= RECORDS SHOWN =
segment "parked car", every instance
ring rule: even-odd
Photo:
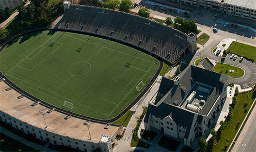
[[[238,57],[238,56],[237,55],[236,55],[235,56],[234,56],[234,58],[233,59],[233,60],[234,61],[236,60],[237,59],[237,57]]]
[[[225,24],[224,24],[224,26],[226,27],[228,25],[228,23],[225,23]]]
[[[190,17],[190,15],[188,13],[188,12],[184,12],[184,15],[188,17]]]
[[[239,62],[241,62],[243,60],[243,57],[240,57],[240,59],[239,60]]]
[[[232,59],[233,58],[234,58],[234,56],[235,56],[235,54],[231,54],[231,55],[230,56],[230,59]]]
[[[237,27],[237,25],[235,24],[232,24],[231,25],[231,26],[232,26],[232,27],[235,27],[235,28]]]

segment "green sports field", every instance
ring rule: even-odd
[[[103,120],[134,101],[159,65],[157,59],[126,46],[61,31],[29,34],[0,53],[0,71],[21,89],[66,110],[64,101],[72,103],[71,111]]]

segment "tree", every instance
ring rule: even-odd
[[[139,10],[139,15],[142,17],[148,18],[150,12],[146,8],[142,8]]]
[[[171,24],[173,23],[173,20],[171,17],[166,17],[166,18],[165,18],[164,23],[166,24],[166,25],[168,26],[171,25]]]
[[[30,4],[27,7],[28,12],[27,13],[27,15],[30,16],[31,19],[33,20],[34,19],[35,12],[35,6],[33,3]]]
[[[217,137],[217,132],[214,130],[214,128],[212,128],[210,130],[210,133],[212,135],[212,138],[215,139]]]
[[[181,17],[176,17],[174,19],[175,23],[174,28],[187,34],[192,32],[198,33],[197,27],[194,20],[187,20]],[[178,23],[176,24],[176,23]],[[180,24],[180,25],[179,25]]]
[[[133,6],[133,3],[130,0],[122,0],[118,10],[120,11],[129,13]]]
[[[107,0],[102,3],[102,7],[112,10],[115,10],[118,8],[120,2],[118,0]]]
[[[207,148],[208,143],[206,142],[206,139],[201,137],[198,141],[198,146],[199,146],[203,150],[205,150]]]
[[[19,12],[19,16],[21,18],[25,18],[27,15],[27,9],[23,5],[20,5],[18,7],[18,11]]]

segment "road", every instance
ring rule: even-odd
[[[256,108],[255,108],[236,142],[232,152],[255,152],[256,141]]]
[[[28,2],[25,4],[24,6],[27,7],[28,5],[30,4],[30,1],[28,1]],[[0,28],[2,28],[5,26],[10,21],[11,21],[14,18],[16,15],[18,15],[18,12],[16,11],[14,12],[12,15],[10,16],[8,18],[6,19],[4,22],[3,22],[1,24],[0,24]]]

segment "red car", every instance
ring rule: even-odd
[[[237,25],[235,24],[232,24],[231,25],[231,26],[233,27],[235,27],[235,28],[237,27]]]

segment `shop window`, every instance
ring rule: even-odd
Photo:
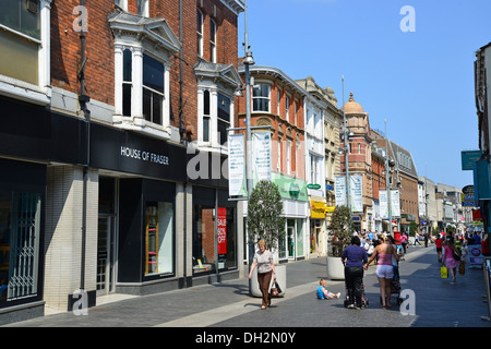
[[[0,192],[0,300],[37,296],[41,197]]]
[[[173,204],[147,202],[145,275],[173,273]]]

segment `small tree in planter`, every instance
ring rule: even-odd
[[[349,208],[337,206],[334,209],[330,224],[330,242],[332,246],[332,256],[340,257],[345,248],[351,242],[352,219]]]
[[[354,230],[351,213],[347,206],[337,206],[331,217],[327,256],[327,275],[331,279],[344,279],[344,266],[340,256],[351,242]]]
[[[266,249],[273,250],[278,246],[278,240],[285,236],[285,217],[283,214],[283,202],[278,186],[271,181],[260,181],[252,190],[248,203],[248,238],[252,244],[263,239],[266,242]],[[252,252],[252,251],[251,251]],[[251,256],[252,257],[252,256]],[[286,267],[275,266],[277,281],[282,293],[286,290]],[[254,269],[258,273],[258,268]],[[252,296],[261,297],[258,282],[249,282],[249,289]]]
[[[285,234],[285,217],[282,217],[283,202],[278,186],[271,181],[260,181],[252,190],[248,203],[248,237],[256,243],[266,241],[266,249],[278,246],[278,240]]]

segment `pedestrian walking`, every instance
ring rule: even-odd
[[[454,238],[447,237],[443,252],[443,261],[452,275],[452,284],[457,282],[457,267],[460,263],[460,251],[455,246]]]
[[[345,265],[348,308],[360,310],[363,296],[363,266],[368,262],[367,251],[360,246],[360,238],[351,238],[351,244],[343,251],[342,261]]]
[[[266,309],[271,305],[270,284],[272,276],[276,280],[275,263],[273,262],[273,253],[266,250],[266,242],[264,240],[260,240],[258,246],[259,251],[254,254],[251,272],[249,272],[249,279],[252,278],[252,270],[258,267],[258,284],[263,294],[261,309]]]
[[[421,245],[421,242],[419,242],[419,233],[418,233],[418,231],[415,231],[415,243],[414,243],[415,246],[416,246],[417,242],[419,245]]]
[[[382,308],[391,308],[391,282],[394,278],[394,265],[392,258],[399,262],[396,249],[391,244],[386,237],[381,237],[383,243],[378,245],[372,256],[366,265],[366,269],[378,257],[375,275],[379,279],[380,297],[382,299]]]
[[[439,263],[442,263],[443,238],[441,233],[439,233],[438,237],[434,239],[434,245],[436,246],[436,255],[439,257]]]

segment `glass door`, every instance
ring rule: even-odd
[[[99,216],[97,232],[97,296],[113,292],[115,217]]]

= GOAL =
Write out again every line above exactly as given; the pictures do not belong in the copy.

= OUTPUT FOR THIS TASK =
segment "parked car", every instance
ring rule: even-odd
Photo:
[[[238,57],[238,56],[237,55],[236,55],[235,56],[234,56],[234,58],[233,59],[233,60],[234,61],[236,60],[237,59],[237,57]]]
[[[225,24],[224,24],[224,26],[226,27],[228,25],[228,23],[225,23]]]
[[[190,17],[190,15],[188,13],[188,12],[184,12],[184,15],[188,17]]]
[[[239,62],[241,62],[243,60],[243,57],[240,57],[240,59],[239,60]]]
[[[232,59],[233,58],[234,58],[234,56],[235,56],[235,54],[231,54],[231,55],[230,56],[230,59]]]
[[[237,27],[237,25],[235,24],[232,24],[231,25],[231,26],[232,26],[232,27],[235,27],[235,28]]]

segment "green sports field", every instance
ring rule: even-odd
[[[103,120],[134,101],[159,65],[157,59],[126,46],[61,31],[29,34],[0,53],[0,71],[21,89],[66,110],[64,101],[72,103],[71,111]]]

segment "tree", every instance
ring rule: even-odd
[[[139,10],[139,15],[142,17],[148,18],[150,12],[146,8],[142,8]]]
[[[171,24],[173,23],[173,20],[171,17],[166,17],[166,18],[165,18],[164,23],[166,24],[166,25],[168,26],[171,25]]]
[[[30,4],[27,7],[28,12],[27,13],[27,15],[30,16],[31,19],[33,20],[34,19],[35,12],[35,6],[33,3]]]
[[[217,137],[217,132],[214,130],[214,128],[212,128],[210,130],[210,133],[212,135],[212,138],[215,139]]]
[[[181,17],[176,17],[174,19],[175,23],[174,28],[187,34],[192,32],[198,33],[197,27],[194,20],[187,20]],[[178,23],[176,24],[176,23]],[[180,24],[180,25],[179,25]]]
[[[133,6],[133,3],[130,0],[122,0],[118,10],[120,11],[129,13]]]
[[[107,0],[102,3],[102,7],[112,10],[115,10],[118,8],[120,2],[118,0]]]
[[[207,148],[208,143],[206,142],[206,139],[201,137],[198,141],[198,146],[199,146],[203,150],[205,150]]]
[[[19,12],[19,16],[21,18],[25,18],[27,15],[27,9],[23,5],[20,5],[18,7],[18,11]]]

segment "road", every instance
ring rule: even-odd
[[[256,108],[255,108],[236,142],[232,152],[255,152],[256,141]]]
[[[28,2],[25,4],[24,6],[27,7],[28,5],[30,4],[30,1],[28,1]],[[0,28],[2,28],[5,26],[10,21],[11,21],[14,18],[16,15],[18,15],[18,12],[16,11],[14,12],[12,15],[10,16],[8,18],[6,19],[4,22],[3,22],[1,24],[0,24]]]

segment "red car", every instance
ring rule: even-odd
[[[237,25],[235,24],[232,24],[231,25],[231,26],[233,27],[235,27],[235,28],[237,27]]]

segment `shop window`, every instance
ring rule: even-odd
Photo:
[[[0,192],[0,300],[37,296],[41,197]]]
[[[173,204],[147,202],[145,275],[173,273]]]

segment `small tree in planter`, every instance
ring rule: even-odd
[[[349,208],[337,206],[334,209],[330,224],[330,242],[332,246],[332,256],[340,257],[345,248],[351,242],[352,219]]]
[[[354,230],[351,213],[347,206],[337,206],[331,217],[327,256],[327,275],[331,279],[344,279],[344,266],[340,256],[351,242]]]
[[[266,249],[273,250],[278,246],[278,240],[285,236],[285,217],[283,214],[283,202],[278,186],[271,181],[260,181],[252,190],[248,203],[248,238],[252,244],[263,239],[266,242]],[[252,252],[252,251],[251,251]],[[251,256],[252,257],[252,256]],[[286,267],[275,266],[277,281],[282,293],[286,290]],[[254,269],[258,273],[258,268]],[[252,296],[261,297],[258,282],[249,282],[249,289]]]
[[[285,234],[285,217],[282,217],[283,202],[278,186],[271,181],[260,181],[252,190],[248,203],[248,237],[256,243],[266,241],[266,249],[278,246],[278,240]]]

segment `pedestrian walking`, every instance
ring rule: even-odd
[[[454,238],[447,237],[443,252],[443,261],[452,275],[452,284],[457,282],[457,267],[460,263],[460,251],[455,246]]]
[[[345,265],[348,308],[360,310],[363,296],[363,266],[368,262],[367,251],[360,246],[360,238],[351,238],[351,244],[343,251],[342,261]]]
[[[266,309],[271,305],[270,284],[272,276],[276,280],[275,263],[273,262],[273,253],[266,250],[266,242],[264,240],[260,240],[258,246],[259,251],[254,254],[251,272],[249,272],[249,279],[252,278],[252,270],[258,267],[258,284],[263,294],[261,309]]]
[[[421,245],[421,242],[419,242],[419,233],[418,233],[418,231],[415,231],[415,243],[414,243],[415,246],[416,246],[417,242],[419,245]]]
[[[382,308],[391,308],[391,282],[394,278],[394,265],[392,258],[399,262],[396,249],[391,244],[386,237],[381,237],[383,243],[378,245],[372,256],[366,265],[366,269],[378,257],[375,275],[379,279],[380,297],[382,299]]]
[[[439,263],[442,263],[443,238],[441,233],[439,233],[438,237],[434,239],[434,245],[436,246],[436,255],[439,257]]]

segment `glass door`, every instance
ring rule: even-odd
[[[99,216],[97,232],[97,296],[113,292],[115,217]]]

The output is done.